_SELECTED PASSAGE_
------------------------------------------------------------------------
From Brief to Brand: Unpacking the Logo Design Process

header design process

When you see logos in your day-to-day life, do you ever stop to think about what they’re for? 

In short, logos are used to help brands, professionals and products stand out. A great logo will be attractive to the right audience and convey the purpose of whatever they represent. 

When representing a game, app or software, a logo will help make the product more appealing and clarify intent; when it’s for a company, organization, location or school, a logo tries to communicate characteristics so the audience has a better grasp of the brand they’re dealing with; and when used by musicians, artists, designers or other professionals, a logo will create a memorable first impression to connect the audience to the resulting products or services. 

But in order to create the right logo to represent your brand, you need to follow an in-depth logo development process. Here’s how! 

The Logo Development Process

Before you create a logo, there’s a whole process that should go into the ideation of the design. If you jump through the process and don’t follow the steps, your logo is likely going to look like an amateur design and have less of an impact on your audience. 

It starts with coming up with a design brief:

Building a Design Brief

Before you begin, you need to make a plan for the plan! You have to stop and define what this logo design process is going to look like and why you need your logo in the first place.

logo design brief

Setting Goals: What is your logo going to be used for? Who is it meant to appeal to (define your buyer personas)? What primary message does it need to convey? Where will it be used—on your website, business cards, billboards, etc.? All of these questions are just to help you start nailing down specifics about your logo needs.
------------------------------------------------------------------------
_DATASET EXCERPT_
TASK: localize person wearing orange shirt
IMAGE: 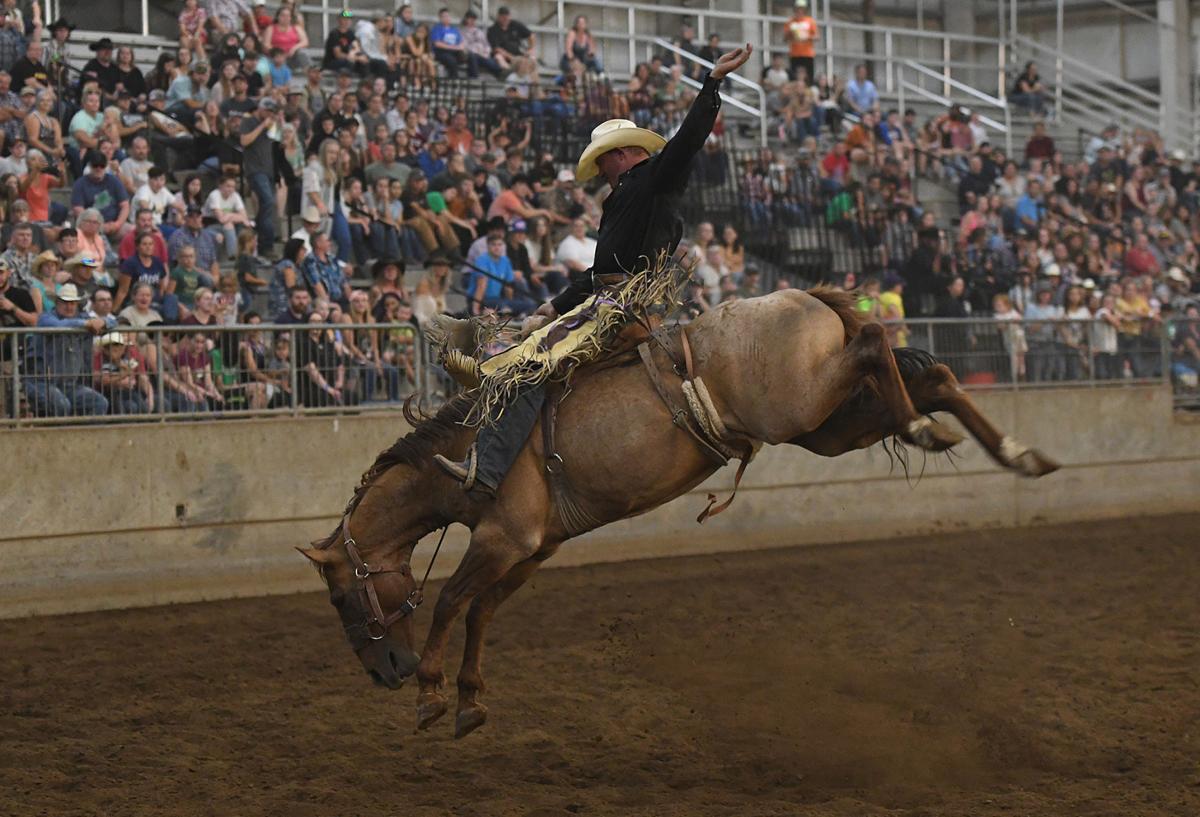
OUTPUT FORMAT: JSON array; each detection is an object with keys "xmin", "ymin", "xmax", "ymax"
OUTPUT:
------------------------------------------------------------------------
Write out the full article on the logo design process, word for word, from its title through its last line. The material above stands apart from the article on the logo design process.

From Brief to Brand: Unpacking the Logo Design Process

header design process

When you see logos in your day-to-day life, do you ever stop to think about what they’re for? 

In short, logos are used to help brands, professionals and products stand out. A great logo will be attractive to the right audience and convey the purpose of whatever they represent. 

When representing a game, app or software, a logo will help make the product more appealing and clarify intent; when it’s for a company, organization, location or school, a logo tries to communicate characteristics so the audience has a better grasp of the brand they’re dealing with; and when used by musicians, artists, designers or other professionals, a logo will create a memorable first impression to connect the audience to the resulting products or services. 

But in order to create the right logo to represent your brand, you need to follow an in-depth logo development process. Here’s how! 

The Logo Development Process

Before you create a logo, there’s a whole process that should go into the ideation of the design. If you jump through the process and don’t follow the steps, your logo is likely going to look like an amateur design and have less of an impact on your audience. 

It starts with coming up with a design brief:

Building a Design Brief

Before you begin, you need to make a plan for the plan! You have to stop and define what this logo design process is going to look like and why you need your logo in the first place.

logo design brief

Setting Goals: What is your logo going to be used for? Who is it meant to appeal to (define your buyer personas)? What primary message does it need to convey? Where will it be used—on your website, business cards, billboards, etc.? All of these questions are just to help you start nailing down specifics about your logo needs.